## What you should do
Every entry that follows should be output exactly, and every image in it left out.

(Provided information Opens)

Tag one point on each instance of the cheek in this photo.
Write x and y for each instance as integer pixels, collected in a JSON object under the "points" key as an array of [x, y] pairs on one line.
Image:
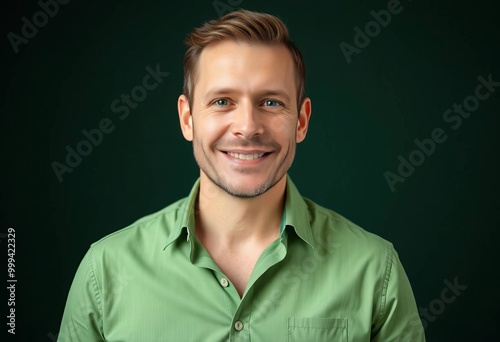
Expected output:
{"points": [[207, 130]]}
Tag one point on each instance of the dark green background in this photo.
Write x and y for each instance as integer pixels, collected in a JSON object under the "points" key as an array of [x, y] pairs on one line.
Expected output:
{"points": [[443, 219]]}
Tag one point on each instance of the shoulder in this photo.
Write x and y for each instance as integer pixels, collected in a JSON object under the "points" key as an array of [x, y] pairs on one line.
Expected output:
{"points": [[328, 225], [152, 229]]}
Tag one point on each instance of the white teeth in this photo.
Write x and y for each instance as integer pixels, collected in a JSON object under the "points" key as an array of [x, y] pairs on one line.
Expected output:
{"points": [[245, 156]]}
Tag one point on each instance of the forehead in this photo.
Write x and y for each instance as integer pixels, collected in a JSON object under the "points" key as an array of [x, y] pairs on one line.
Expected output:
{"points": [[245, 66]]}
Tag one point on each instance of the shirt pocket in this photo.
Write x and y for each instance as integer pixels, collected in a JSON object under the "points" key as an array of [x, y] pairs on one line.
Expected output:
{"points": [[317, 329]]}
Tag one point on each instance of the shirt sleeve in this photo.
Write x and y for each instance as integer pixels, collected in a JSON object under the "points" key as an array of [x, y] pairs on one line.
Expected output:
{"points": [[82, 318], [398, 319]]}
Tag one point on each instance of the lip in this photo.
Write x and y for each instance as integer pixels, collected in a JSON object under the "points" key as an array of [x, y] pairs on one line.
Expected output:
{"points": [[255, 161], [246, 151]]}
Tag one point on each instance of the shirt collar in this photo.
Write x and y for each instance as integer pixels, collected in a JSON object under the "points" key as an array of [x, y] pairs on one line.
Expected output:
{"points": [[295, 215]]}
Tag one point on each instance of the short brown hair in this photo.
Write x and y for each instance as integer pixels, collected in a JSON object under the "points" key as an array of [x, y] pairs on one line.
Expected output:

(Provided information Closes)

## Written answer
Tag one point on each instance of the cheek in this photo.
Write x and y for each instance as integer pixels, collected in a JSON object under the "points" key as an array of [x, y] pairs on one line.
Image:
Expected output:
{"points": [[207, 130]]}
Tag one point on each instance of the dark green background in this photo.
Write x and y for each instance as integer pixels, collected in a JSON object under the "points" key as an array of [x, y] pairs on one line.
Expected output:
{"points": [[443, 219]]}
Tag one point on each instance of the shoulder in this photo.
Write x and y for each instance as integer pixels, collected in a JSON object under the "points" key as an array of [x, y] pairs on one line.
Expected output:
{"points": [[328, 225], [152, 229]]}
Tag one point on each instance of the white teeth in this photo.
Write x and y for each instance as integer pixels, collected in a JSON object under the "points" key as an array of [x, y] pairs on one line.
Expected output:
{"points": [[245, 156]]}
Tag one point on each instance of the forehead in this photo.
Write x and y for each instance as integer pixels, collected in a JSON object under the "points" key as an array of [x, y] pairs on one line.
Expected output:
{"points": [[245, 66]]}
Tag one point on each instance of the shirt pocket in this photo.
Write x and y for each instance as integer pixels, collected in a JSON object under the "points" key as an array of [x, y] pairs on one line.
Expected output:
{"points": [[317, 329]]}
Tag one point on each instance of the shirt sleeve in this photo.
Write x and y for each instance as integer pixels, collected in a JSON object under the "points" key as an array of [x, y] pairs on one line.
Expected output:
{"points": [[82, 318], [398, 319]]}
Tag one point on each instance of the lip in this photo.
Write x and y for each instance as integer pixels, collected in a JSON object under the "points" key as an array of [x, y] pairs on one line.
Expected output:
{"points": [[255, 161], [246, 151]]}
Tag one point on each instance of the shirt collar in this photo.
Write x and y for each instance as integer pixels, collected in a JSON object under the "points" key as an array of [x, y] pairs on one line.
Expected output:
{"points": [[295, 215]]}
Tag one point on each instance of the short brown hair in this photo.
Write x and y for each instance as integer pixels, collected in a JSON object under the "points" key as an array of [x, y] pairs on one line.
Expected output:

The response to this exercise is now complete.